═══ Pasaje seleccionado ═══

En los albores del 27 de septiembre de 1660, el Señor Vicente lleno de años y méritos terminaba su andar misionero. Es interesante el conocer la crónica del final de sus días, que nos ha dejado como un tesoro invaluable el P.Gicquel, quien narra cómo nuestro Santo, rodeado de sus hijos y a petición del P. Dehorgny, en sus momentos finales bendijo las asociaciones y obras salidas de su corazón: los Sacerdotes y Hermanos de la Congregación de la Misión, las Hijas de la Caridad, las Damas de la Caridad, las conferencias de los martes, los niños huérfanos, los ancianos, los bienhechores y amigos… Y luego de haber invocado a “Jesús” evangelizador de los pobres, a quien él tanto amó, llegó a las puertas del paraíso.
Si nos atenemos al pensamiento del filósofo danés Soren Kierkegaard, quien acuñó el término “instante” que “es el acto momentáneo de la intuición del hombre que, elevándose por encima de la sucesión temporal de los actos y acontecimientos, capta de una vez el sentido unitario de la vida entera, las motivaciones más profundas de todos ellos en su unidad intencional, y penetra mediante un conocimiento-sentido en su verdadero ser: lo que él ha deseado y hecho de sí mismo a lo largo del tiempo, el resultado de su libertad. Cuando tal intuición está provocada por la acción de Dios, es la irrupción de la eternidad en el tiempo, la tangencia de lo eterno en lo histórico, el descenso de la Infinitud a la existencia y la elevación de ésta a aquella de un golpe de vista decisivo, echado desde la profundidad de un “presente” auténtico; Santiago Arzubialde, s.j; me atrevo a reflexionar diciendo, que el Señor Vicente, al encontrarse con Jesús, en su “instante” postrero tuvo dos facetas: el contemplar el pasado y el presente tanto suyo como el de sus hijos, y también el futuro de la obra salida de sus manos.
Primera faceta:
Debió mirar cómo el Señor le cambió su rumbo como a Pablo en Damasco, ya su existencia no fue “un honroso retiro” sino el encuentro con él en la persona de los últimos, los pobres y abandonados del Estado y de la Iglesia. Y para poder llevar a término esta obra, abrió horizontes multicolores y en el caso que nos interesa hoy, la “pequeña Compañía de la Misión”. Esta obra, como todas las suyas, no es el resultado de un narcisismo exacerbado que quiso prolongarse en el tiempo, sino don de Dios a la Iglesia, y por lo ello su proyecto no fue efímero, ni finiquitó con él. Así nos lo expresó:
“Nunca pensé en ello. Dios lo ha hecho todo. Los hombres no hemos tenido parte alguna…todo me parece que es un sueño todo lo que veo. ¡Todo esto no es humano sino de Dios!” SVP. XI, 326.

═══

Tu objetivo ::
Prosigue el texto anterior sobre el instante final del Señor Vicente a partir del punto en que se detiene.

═══ Datos extraídos ═══

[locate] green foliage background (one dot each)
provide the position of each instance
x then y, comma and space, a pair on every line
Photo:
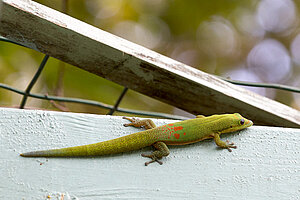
179, 26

═══

Respuesta al ejercicio ::
SVP.VII, 438.
Siendo cierto, la Congregación colocó sus talentos para cumplir los designios del Señor, haciéndolo todo y sufriendo por la gloria de Dios y la edificación de su Iglesia.
Y con un elemento muy de su corazón: la Divina Providencia, nos dejó trazado nuestro derrotero:
“El verdadero misionero no tiene que preocuparse de los bienes de este mundo, sino poner toda su confianza en la providencia del Señor, seguro de que, mientras permanezca en la caridad y se apoye en esta confianza, estará siempre bajo la protección de Dios; por consiguiente, no le sucederá nada malo ni le faltará bien alguno, aunque piense que según lo que aparece todo está a punto de fracasar…habéis de esperar que, mientras permanezcáis firmes en esta confianza, no sólo os veréis libres de todos los males y de todos los accidentes molestos, sino que os veréis colmados de toda clase de bienes…”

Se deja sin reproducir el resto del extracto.